+++ GIVEN DATA +++
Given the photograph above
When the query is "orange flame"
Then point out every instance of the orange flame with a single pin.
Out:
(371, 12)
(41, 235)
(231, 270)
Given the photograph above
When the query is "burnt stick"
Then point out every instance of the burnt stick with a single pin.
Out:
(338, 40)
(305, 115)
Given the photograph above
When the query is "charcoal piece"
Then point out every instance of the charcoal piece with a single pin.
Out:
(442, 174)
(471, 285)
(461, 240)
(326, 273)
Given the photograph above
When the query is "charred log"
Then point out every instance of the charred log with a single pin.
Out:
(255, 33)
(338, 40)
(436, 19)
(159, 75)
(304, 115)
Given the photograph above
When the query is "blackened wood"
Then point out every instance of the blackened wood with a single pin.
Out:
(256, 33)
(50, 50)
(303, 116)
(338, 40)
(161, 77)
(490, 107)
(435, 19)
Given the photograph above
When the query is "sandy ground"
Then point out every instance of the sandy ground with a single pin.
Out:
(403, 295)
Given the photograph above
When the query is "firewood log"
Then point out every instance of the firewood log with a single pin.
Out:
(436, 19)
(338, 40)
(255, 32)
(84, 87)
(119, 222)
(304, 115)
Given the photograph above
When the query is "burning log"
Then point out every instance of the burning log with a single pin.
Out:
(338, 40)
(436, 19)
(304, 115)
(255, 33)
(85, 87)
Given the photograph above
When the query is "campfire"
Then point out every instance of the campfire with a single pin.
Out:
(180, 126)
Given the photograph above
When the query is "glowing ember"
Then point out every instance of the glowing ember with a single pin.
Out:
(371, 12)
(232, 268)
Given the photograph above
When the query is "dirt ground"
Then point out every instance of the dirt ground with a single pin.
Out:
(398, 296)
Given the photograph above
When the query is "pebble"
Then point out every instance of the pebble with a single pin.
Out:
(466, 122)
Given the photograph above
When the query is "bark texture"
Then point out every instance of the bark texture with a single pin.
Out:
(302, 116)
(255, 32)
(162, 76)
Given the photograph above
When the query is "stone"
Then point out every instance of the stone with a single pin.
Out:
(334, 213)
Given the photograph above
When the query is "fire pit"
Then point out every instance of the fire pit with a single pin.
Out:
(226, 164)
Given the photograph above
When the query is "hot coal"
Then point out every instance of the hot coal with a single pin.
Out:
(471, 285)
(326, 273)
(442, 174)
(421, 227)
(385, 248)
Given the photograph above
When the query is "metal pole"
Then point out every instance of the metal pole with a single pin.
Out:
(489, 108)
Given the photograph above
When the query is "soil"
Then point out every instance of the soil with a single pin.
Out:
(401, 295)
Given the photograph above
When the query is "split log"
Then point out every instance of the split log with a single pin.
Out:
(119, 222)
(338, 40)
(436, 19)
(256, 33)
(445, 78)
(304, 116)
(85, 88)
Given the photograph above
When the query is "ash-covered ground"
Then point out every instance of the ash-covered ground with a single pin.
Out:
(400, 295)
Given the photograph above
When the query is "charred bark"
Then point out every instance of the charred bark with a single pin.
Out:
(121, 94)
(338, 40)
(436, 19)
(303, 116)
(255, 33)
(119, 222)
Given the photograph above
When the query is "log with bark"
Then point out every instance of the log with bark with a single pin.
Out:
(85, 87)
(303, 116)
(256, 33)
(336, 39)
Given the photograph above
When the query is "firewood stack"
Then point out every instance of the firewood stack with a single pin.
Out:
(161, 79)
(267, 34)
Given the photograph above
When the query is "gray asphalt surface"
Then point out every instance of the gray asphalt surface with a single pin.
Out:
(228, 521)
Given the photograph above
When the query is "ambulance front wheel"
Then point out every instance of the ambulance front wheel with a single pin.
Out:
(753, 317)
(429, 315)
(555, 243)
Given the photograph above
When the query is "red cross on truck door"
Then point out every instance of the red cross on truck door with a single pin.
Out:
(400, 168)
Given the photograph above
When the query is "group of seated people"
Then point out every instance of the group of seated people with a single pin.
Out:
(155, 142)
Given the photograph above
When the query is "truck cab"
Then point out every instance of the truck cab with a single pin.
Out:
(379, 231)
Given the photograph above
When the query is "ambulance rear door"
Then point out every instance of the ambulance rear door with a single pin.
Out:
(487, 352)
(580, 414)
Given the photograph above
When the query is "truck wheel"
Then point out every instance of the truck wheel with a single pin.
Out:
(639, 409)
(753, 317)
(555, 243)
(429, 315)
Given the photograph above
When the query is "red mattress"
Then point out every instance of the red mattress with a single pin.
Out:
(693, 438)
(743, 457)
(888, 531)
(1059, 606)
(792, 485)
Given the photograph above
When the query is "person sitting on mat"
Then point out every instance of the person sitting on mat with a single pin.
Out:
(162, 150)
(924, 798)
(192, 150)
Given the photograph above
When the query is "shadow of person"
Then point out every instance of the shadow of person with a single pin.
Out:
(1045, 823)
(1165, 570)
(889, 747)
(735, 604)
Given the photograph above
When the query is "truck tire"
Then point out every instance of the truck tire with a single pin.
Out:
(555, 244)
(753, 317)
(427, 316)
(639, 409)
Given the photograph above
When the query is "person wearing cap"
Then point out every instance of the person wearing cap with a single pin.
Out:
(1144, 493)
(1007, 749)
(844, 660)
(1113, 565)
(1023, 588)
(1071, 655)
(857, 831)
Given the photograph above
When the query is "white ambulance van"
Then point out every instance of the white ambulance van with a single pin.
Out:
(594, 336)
+++
--- WHAT YOU SHOULD DO ---
Search the material above for the word "campfire", then copy out each line that has it.

--- ANSWER ---
When the query is "campfire"
Then point out every instance of the campfire with a single pin.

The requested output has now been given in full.